Exercise prompt =>
Begin at the line that contains "Where in this photo can the side window" and stop after the last of the lines below. Write each of those lines out again in full, offsetting every pixel coordinate in the answers by adding 18 to it.

Dataset excerpts =>
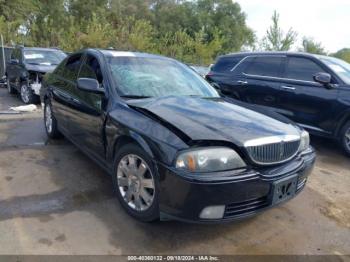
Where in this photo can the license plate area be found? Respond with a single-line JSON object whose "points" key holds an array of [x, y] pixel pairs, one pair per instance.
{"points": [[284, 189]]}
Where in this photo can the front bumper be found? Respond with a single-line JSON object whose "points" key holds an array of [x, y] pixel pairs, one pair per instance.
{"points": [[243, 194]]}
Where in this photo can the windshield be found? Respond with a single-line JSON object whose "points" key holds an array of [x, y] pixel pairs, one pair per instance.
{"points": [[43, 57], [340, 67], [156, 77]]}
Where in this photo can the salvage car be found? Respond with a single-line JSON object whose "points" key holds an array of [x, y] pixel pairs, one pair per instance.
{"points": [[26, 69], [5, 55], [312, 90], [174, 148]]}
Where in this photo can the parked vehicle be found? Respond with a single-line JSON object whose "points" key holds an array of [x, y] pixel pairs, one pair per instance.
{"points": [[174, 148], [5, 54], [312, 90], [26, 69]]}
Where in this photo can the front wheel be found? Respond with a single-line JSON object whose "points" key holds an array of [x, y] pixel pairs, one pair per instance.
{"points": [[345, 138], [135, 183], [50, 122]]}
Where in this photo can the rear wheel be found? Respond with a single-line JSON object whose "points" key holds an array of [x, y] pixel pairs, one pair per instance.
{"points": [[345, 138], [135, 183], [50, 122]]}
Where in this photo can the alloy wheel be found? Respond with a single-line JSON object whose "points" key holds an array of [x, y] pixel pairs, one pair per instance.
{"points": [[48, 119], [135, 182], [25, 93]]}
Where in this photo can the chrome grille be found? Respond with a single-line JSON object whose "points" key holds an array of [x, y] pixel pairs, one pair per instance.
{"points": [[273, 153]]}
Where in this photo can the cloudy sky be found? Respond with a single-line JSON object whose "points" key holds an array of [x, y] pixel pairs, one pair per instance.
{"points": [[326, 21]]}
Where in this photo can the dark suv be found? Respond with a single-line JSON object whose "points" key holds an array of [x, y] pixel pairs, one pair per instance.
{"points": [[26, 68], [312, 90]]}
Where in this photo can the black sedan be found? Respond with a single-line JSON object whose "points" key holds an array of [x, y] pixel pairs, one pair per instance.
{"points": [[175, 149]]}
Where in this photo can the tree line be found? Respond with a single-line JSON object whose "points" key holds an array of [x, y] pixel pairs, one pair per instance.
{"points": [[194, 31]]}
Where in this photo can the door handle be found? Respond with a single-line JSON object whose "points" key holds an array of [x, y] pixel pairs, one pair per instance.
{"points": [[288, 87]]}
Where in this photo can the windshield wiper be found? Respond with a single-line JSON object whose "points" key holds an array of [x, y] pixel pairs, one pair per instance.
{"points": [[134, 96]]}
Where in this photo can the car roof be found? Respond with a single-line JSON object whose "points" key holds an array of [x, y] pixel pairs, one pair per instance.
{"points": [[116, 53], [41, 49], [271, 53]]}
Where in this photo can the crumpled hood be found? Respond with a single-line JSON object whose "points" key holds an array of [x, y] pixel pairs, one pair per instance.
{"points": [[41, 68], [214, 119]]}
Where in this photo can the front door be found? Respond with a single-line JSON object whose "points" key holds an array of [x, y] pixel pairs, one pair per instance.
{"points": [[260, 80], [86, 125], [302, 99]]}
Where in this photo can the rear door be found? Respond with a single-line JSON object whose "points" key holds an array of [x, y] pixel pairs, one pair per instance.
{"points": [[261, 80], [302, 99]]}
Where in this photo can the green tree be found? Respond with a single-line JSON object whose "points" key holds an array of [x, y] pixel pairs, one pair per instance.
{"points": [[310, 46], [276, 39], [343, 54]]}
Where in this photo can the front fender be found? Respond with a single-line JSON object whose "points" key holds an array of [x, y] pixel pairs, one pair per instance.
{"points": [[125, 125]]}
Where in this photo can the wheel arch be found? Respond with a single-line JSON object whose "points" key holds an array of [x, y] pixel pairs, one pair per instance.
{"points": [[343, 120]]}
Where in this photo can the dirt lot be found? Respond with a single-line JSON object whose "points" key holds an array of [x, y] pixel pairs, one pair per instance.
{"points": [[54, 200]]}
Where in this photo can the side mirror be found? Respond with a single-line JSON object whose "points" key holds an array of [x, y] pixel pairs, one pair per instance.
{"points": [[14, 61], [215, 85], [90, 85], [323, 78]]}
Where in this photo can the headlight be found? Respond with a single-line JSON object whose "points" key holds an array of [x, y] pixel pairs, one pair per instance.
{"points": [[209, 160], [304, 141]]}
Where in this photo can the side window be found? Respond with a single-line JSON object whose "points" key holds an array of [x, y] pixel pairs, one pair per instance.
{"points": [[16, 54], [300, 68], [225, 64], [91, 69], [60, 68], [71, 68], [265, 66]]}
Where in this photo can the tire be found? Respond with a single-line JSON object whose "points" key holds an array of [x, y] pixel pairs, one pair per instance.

Solution to the exercise =>
Where in this photo can the side window be found? Respond with a single-line JSON object whose "points" key holds an array of [x, y] pixel pairs, one pair per instance.
{"points": [[34, 72], [318, 86], [243, 82], [109, 87], [78, 86], [89, 86], [283, 84]]}
Where in this photo can the tire be found? Respond with a single-line JSON object whose "points" key holds an array of [x, y] pixel pairs, one pair per instance.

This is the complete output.